WHAT THE TASK ASKS: Keeping every character in place, output all the data.

Collected data entries:
*** Begin section ***
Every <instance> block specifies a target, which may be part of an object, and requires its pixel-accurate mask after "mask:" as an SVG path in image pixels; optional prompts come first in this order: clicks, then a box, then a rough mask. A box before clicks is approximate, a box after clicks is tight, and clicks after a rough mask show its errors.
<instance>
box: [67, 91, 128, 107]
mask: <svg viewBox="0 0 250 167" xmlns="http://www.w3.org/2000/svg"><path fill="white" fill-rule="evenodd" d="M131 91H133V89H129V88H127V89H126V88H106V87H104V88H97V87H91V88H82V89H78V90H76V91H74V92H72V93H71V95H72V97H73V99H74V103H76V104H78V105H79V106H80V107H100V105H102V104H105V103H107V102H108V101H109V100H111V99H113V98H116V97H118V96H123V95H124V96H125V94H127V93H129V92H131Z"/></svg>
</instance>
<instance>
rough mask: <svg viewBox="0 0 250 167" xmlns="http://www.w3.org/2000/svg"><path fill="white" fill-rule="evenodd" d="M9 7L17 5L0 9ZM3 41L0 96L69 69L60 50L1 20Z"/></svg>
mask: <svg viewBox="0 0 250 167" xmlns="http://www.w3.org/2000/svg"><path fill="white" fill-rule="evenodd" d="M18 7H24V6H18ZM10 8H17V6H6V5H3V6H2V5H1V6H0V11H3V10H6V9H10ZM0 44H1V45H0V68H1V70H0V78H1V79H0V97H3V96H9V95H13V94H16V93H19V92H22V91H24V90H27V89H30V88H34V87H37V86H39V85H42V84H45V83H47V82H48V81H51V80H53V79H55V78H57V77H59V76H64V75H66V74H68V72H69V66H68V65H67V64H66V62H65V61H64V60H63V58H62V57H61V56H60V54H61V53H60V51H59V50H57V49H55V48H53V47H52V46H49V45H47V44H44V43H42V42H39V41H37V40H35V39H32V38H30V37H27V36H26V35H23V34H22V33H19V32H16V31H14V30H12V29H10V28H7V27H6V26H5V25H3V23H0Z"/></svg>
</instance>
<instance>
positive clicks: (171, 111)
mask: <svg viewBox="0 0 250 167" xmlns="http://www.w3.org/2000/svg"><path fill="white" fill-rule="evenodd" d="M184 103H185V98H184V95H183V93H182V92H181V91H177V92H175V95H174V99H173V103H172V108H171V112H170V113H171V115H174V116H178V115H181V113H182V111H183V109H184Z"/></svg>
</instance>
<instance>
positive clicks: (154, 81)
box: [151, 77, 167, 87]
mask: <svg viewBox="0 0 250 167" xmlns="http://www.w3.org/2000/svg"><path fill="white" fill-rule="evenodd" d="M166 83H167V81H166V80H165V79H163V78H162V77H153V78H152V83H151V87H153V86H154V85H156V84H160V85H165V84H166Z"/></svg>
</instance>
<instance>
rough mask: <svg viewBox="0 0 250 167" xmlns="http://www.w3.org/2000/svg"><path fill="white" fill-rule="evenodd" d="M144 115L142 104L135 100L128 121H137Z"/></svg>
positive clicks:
*** End section ***
RESPONSE:
Every <instance> block specifies a target, which may be part of an object, and requires its pixel-accurate mask after "mask:" as an SVG path in image pixels; optional prompts come first in this order: clicks, then a box, then a rough mask. A box before clicks is approximate, a box after clicks is tight, and clicks after a rough mask show its errors.
<instance>
box: [67, 91, 128, 107]
mask: <svg viewBox="0 0 250 167" xmlns="http://www.w3.org/2000/svg"><path fill="white" fill-rule="evenodd" d="M131 91H133V89H129V88H127V89H126V88H106V87H104V88H97V87H91V88H82V89H78V90H76V91H74V92H72V93H71V95H72V97H73V99H74V103H76V104H78V105H79V106H80V107H100V105H102V104H105V103H107V102H108V101H109V100H111V99H113V98H116V97H118V96H123V95H124V96H125V94H127V93H129V92H131Z"/></svg>
</instance>
<instance>
rough mask: <svg viewBox="0 0 250 167" xmlns="http://www.w3.org/2000/svg"><path fill="white" fill-rule="evenodd" d="M9 7L17 5L0 9ZM3 41L0 96L69 69L60 50L1 20Z"/></svg>
mask: <svg viewBox="0 0 250 167" xmlns="http://www.w3.org/2000/svg"><path fill="white" fill-rule="evenodd" d="M18 7H24V6H18ZM10 8H17V6H6V5H3V6H2V5H1V6H0V11H3V10H6V9H10ZM0 44H1V45H0V68H1V70H0V78H1V79H0V97H3V96H9V95H13V94H16V93H19V92H22V91H24V90H27V89H30V88H34V87H37V86H39V85H42V84H45V83H47V82H48V81H51V80H53V79H55V78H57V77H59V76H64V75H66V74H68V72H69V66H68V65H67V64H66V62H65V61H64V60H63V58H62V57H61V56H60V54H61V53H60V51H59V50H57V49H55V48H53V47H52V46H49V45H47V44H44V43H42V42H39V41H37V40H35V39H32V38H30V37H27V36H26V35H23V34H22V33H19V32H16V31H14V30H12V29H10V28H7V27H6V26H5V25H3V23H0Z"/></svg>
</instance>
<instance>
positive clicks: (171, 111)
mask: <svg viewBox="0 0 250 167" xmlns="http://www.w3.org/2000/svg"><path fill="white" fill-rule="evenodd" d="M184 103H185V98H184V95H183V93H182V92H181V91H177V92H175V95H174V99H173V103H172V108H171V112H170V113H171V115H174V116H178V115H181V113H182V111H183V109H184Z"/></svg>
</instance>
<instance>
positive clicks: (154, 81)
box: [151, 77, 167, 87]
mask: <svg viewBox="0 0 250 167" xmlns="http://www.w3.org/2000/svg"><path fill="white" fill-rule="evenodd" d="M166 83H167V81H166V80H165V79H163V78H162V77H153V78H152V83H151V87H153V86H154V85H156V84H160V85H165V84H166Z"/></svg>
</instance>
<instance>
rough mask: <svg viewBox="0 0 250 167" xmlns="http://www.w3.org/2000/svg"><path fill="white" fill-rule="evenodd" d="M144 115L142 104L135 100L128 121H137Z"/></svg>
positive clicks:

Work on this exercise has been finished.